→ **GOAL OF THE EXERCISE**
Whatever appears in the records should be given again exactly, down to the last mark.

[EXERCISE DATA — start]

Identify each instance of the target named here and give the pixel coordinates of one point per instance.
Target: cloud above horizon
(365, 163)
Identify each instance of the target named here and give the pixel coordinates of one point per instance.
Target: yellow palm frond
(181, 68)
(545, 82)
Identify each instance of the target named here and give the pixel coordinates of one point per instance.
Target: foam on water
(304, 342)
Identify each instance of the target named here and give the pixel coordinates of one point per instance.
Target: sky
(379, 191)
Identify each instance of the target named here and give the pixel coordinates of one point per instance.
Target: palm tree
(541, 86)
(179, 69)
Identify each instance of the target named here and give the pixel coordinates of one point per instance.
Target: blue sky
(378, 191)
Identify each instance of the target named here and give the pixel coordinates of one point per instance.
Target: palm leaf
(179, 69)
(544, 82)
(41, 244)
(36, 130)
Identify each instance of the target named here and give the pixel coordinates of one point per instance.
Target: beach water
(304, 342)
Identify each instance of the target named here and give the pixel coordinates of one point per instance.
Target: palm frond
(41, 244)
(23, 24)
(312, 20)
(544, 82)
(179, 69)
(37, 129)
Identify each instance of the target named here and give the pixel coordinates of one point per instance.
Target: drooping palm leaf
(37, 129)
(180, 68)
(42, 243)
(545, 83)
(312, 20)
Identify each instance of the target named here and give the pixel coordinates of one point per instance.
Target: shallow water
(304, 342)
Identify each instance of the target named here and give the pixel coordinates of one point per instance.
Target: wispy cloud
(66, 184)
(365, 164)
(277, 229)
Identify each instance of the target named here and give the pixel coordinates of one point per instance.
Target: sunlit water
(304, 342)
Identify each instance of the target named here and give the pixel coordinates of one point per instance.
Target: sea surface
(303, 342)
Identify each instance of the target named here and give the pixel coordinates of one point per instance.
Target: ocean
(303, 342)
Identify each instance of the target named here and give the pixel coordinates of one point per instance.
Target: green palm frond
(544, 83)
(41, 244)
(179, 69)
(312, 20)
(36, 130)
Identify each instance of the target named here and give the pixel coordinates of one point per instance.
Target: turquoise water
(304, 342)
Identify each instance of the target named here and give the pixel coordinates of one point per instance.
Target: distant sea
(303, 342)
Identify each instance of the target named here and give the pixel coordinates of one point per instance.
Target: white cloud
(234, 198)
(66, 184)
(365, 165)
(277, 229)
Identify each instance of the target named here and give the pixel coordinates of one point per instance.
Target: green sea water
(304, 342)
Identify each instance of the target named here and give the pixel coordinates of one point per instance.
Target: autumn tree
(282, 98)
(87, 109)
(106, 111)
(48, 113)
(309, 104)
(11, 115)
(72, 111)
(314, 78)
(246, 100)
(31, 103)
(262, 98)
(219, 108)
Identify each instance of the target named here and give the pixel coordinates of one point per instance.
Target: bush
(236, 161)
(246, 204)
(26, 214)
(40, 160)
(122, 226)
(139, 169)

[EXERCISE DATA — finish]

→ **WRITTEN SOLUTION**
Identify each instance of the target named here and give the pixel coordinates of one point per instance.
Target: cloud above horizon
(365, 163)
Identify each instance of the target named here and give the pixel coordinates of one point per instance.
Target: yellow palm frond
(181, 68)
(545, 82)
Identify each instance of the target named here and give the pixel coordinates of one point per instance.
Target: foam on water
(304, 342)
Identify each instance of the target named here and give the pixel coordinates of one point per instance.
Target: sky
(379, 191)
Identify each instance of the target named here and give the pixel coordinates of one point per instance.
Target: palm tree
(541, 86)
(179, 69)
Identify each instance of the target named here and give the pixel coordinates of one point per instance.
Target: blue sky
(378, 191)
Identify each instance of the target named here and give the pixel coordinates of one point per instance.
Target: palm leaf
(179, 69)
(544, 82)
(41, 244)
(36, 130)
Identify each instance of the target named here and give the pixel coordinates of one point per instance.
Target: beach water
(304, 342)
Identify each instance of the target named here and give the pixel coordinates of one point per instance.
Target: palm frond
(41, 244)
(23, 24)
(312, 20)
(544, 82)
(179, 69)
(37, 129)
Identify each instance of the target named here and give the pixel coordinates of one point per instance.
Target: drooping palm leaf
(37, 129)
(180, 68)
(42, 243)
(545, 83)
(312, 20)
Identify each instance of the target named here and give the pixel coordinates of one point per instance.
Target: shallow water
(304, 342)
Identify each instance of the target named here and give the pixel coordinates of one point per instance.
Target: wispy cloud
(66, 184)
(365, 164)
(277, 229)
Identify each instance of the target named here and give the pixel coordinates of one point per instance.
Target: sunlit water
(304, 342)
Identify each instance of the target named here and give the pixel coordinates of one point per instance.
Target: sea surface
(303, 342)
Identify each instance of the target named here and give the pixel coordinates of one point per instance.
Target: ocean
(303, 342)
Identify each instance of the target named here and give the pixel coordinates of one point per instance.
Target: green palm frond
(544, 83)
(41, 244)
(179, 69)
(312, 20)
(36, 130)
Identify each instance of the target named here and give the pixel coordinates of one point per instance.
Target: turquoise water
(304, 342)
Identify each instance of the target named here and give the pixel coordinates of one point per instance.
Target: distant sea
(303, 342)
Identify each instance of the target named here and give the pixel coordinates of one point per instance.
Target: white cloud
(234, 198)
(66, 184)
(365, 165)
(277, 229)
Identify each instance of the target named here and give the pixel coordinates of one point per instance.
Target: green sea water
(304, 342)
Identify each instance of the target named here and give the pixel coordinates of one point per instance.
Target: autumn tree
(282, 98)
(87, 109)
(106, 111)
(48, 113)
(309, 104)
(11, 115)
(72, 111)
(314, 78)
(246, 100)
(31, 103)
(262, 98)
(219, 108)
Identify each instance of the target named here and give the pixel coordinates of one point per instance.
Target: bush
(236, 161)
(246, 204)
(26, 214)
(40, 160)
(122, 226)
(139, 169)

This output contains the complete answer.